▸ **Data for review**:
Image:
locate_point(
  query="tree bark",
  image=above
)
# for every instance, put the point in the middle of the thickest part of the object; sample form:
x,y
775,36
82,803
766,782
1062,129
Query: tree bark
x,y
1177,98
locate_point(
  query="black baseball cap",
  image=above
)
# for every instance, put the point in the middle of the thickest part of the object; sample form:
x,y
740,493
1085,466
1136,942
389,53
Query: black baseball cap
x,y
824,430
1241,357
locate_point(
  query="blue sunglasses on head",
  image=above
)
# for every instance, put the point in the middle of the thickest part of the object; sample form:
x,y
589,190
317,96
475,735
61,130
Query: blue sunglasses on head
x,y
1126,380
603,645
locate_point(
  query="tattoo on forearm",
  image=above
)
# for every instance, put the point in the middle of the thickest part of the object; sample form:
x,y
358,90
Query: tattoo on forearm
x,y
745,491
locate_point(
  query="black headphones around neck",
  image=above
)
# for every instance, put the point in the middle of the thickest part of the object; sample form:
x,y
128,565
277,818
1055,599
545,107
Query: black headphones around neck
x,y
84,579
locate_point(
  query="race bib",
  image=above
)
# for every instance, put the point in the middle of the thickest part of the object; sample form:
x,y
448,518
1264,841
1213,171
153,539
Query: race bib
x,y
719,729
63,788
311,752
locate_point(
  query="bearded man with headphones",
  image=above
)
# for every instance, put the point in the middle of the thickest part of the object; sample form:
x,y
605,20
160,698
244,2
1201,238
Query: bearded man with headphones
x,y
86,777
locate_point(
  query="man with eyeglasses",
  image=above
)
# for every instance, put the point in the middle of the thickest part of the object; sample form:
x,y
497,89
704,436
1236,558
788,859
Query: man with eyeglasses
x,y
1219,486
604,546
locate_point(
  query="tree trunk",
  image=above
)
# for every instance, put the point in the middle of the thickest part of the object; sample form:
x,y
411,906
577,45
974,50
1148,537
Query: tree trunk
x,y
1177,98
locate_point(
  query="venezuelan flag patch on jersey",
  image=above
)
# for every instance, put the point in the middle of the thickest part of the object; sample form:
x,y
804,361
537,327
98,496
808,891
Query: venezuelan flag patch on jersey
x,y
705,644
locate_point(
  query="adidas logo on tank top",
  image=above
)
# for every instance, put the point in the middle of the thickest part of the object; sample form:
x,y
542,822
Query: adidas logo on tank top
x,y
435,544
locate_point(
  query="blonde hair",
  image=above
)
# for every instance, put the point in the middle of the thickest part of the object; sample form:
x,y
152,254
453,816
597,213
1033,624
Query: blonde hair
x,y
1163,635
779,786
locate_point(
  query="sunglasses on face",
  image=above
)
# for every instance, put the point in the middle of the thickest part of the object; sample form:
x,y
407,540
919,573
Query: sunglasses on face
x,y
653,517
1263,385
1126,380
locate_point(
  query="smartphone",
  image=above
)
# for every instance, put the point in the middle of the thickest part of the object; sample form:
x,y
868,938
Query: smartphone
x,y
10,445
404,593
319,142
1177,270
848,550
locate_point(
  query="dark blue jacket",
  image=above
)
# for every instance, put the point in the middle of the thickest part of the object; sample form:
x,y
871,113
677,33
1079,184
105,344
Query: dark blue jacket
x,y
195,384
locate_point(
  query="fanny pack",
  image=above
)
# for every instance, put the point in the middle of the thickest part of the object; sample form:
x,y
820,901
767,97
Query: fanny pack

▸ **Work item**:
Each entry above is to be returned exactly as given.

▸ **Output of the task**:
Image:
locate_point(
  query="tree bark",
  image=above
)
# for every instance, put the point in the middle of the thickest part of the object; sample form:
x,y
775,36
82,803
766,782
1062,129
Query: tree bark
x,y
1177,98
locate_point(
  query="black baseball cap",
  image=above
)
# for every instance, put the point in the middle of the thickest part of the object; sample form:
x,y
740,493
1085,466
1136,942
389,53
Query: black baseball cap
x,y
824,430
1241,357
locate_point(
  query="blue sunglasses on head",
  image=above
)
# for every instance, put the point in the middle of the thickest part of the object; sample form:
x,y
589,190
317,96
475,735
61,130
Query: blue sunglasses on head
x,y
1126,380
603,645
locate_point(
  query="tattoo on forearm",
  image=above
)
# for every instance, put the point in the middle of the thickest part of the object; sample form:
x,y
358,90
Query: tattoo on forearm
x,y
745,491
locate_point(
  query="black headphones around neck",
  image=above
)
# for every instance, put the point in the middle of the thickest part of the object; sample form:
x,y
128,565
277,818
1055,599
545,107
Query: black headphones around neck
x,y
84,579
locate_point(
  query="race bib",
  image=above
)
# for every instance, put the point in the middle of the thickest part of the object; sample form:
x,y
448,518
1264,841
1213,171
153,539
Query: race bib
x,y
719,729
63,788
311,752
locate_point(
  query="bearded man with headphones",
  image=above
)
# for every instance, put the point in the middle of the thickest part of the object; sample form:
x,y
605,20
160,698
244,2
1201,238
Query: bearded man with headphones
x,y
86,777
locate_point(
  query="man with eyeglasses",
  image=above
)
# for every instance, put the point in the middle of the thickest part of the object; sample form:
x,y
497,89
704,436
1236,558
788,859
Query: man with eyeglasses
x,y
1219,486
604,546
locate_point(
  query="tree trunk",
  image=above
)
# for every instance, put the point in the middle of the thickest part of the object; sample form:
x,y
411,906
577,45
974,50
1148,537
Query: tree trunk
x,y
1177,98
locate_point(
  query="venezuelan flag patch on jersey",
  image=above
)
# for every instance, put the point in the middle of the thickest part of the object; sample form:
x,y
804,361
537,327
98,496
808,891
Query: venezuelan flag patch on jersey
x,y
705,644
locate_point(
  query="adidas logo on tank top",
  image=above
)
# for every instance, put the point in the middle of the thickest part of the object; sample form:
x,y
542,822
Query: adidas logo on tank top
x,y
435,544
locate_point(
  query="blonde hair",
  image=above
)
# for every instance, put the point in the middle of the thickest part of the object; sample form:
x,y
152,254
453,816
597,213
1033,624
Query: blonde hair
x,y
1163,635
779,786
locate_point(
  query="sunglasses on face",
  image=above
)
# for every instance, put the point in the middle of the thickest part of the object; sample form:
x,y
407,540
919,573
Query: sunglasses on face
x,y
653,517
1263,385
1126,380
locate_point(
  query="smartphone",
  image=above
)
# for every instance, put the point in the middle of the thickest part of the object; sample form:
x,y
868,938
Query: smartphone
x,y
10,445
404,593
319,142
1177,270
848,550
locate_point(
  query="dark blue jacket",
  image=above
)
# for every instance, put the point in the middle of the thickest part of the object; sample form:
x,y
871,113
677,33
1079,184
105,344
Query: dark blue jacket
x,y
195,384
locate_point(
  query="fanny pack",
  image=above
)
# for every instance, put the point in the middle of the thickest part of the object; sample form:
x,y
820,901
767,97
Query: fanny pack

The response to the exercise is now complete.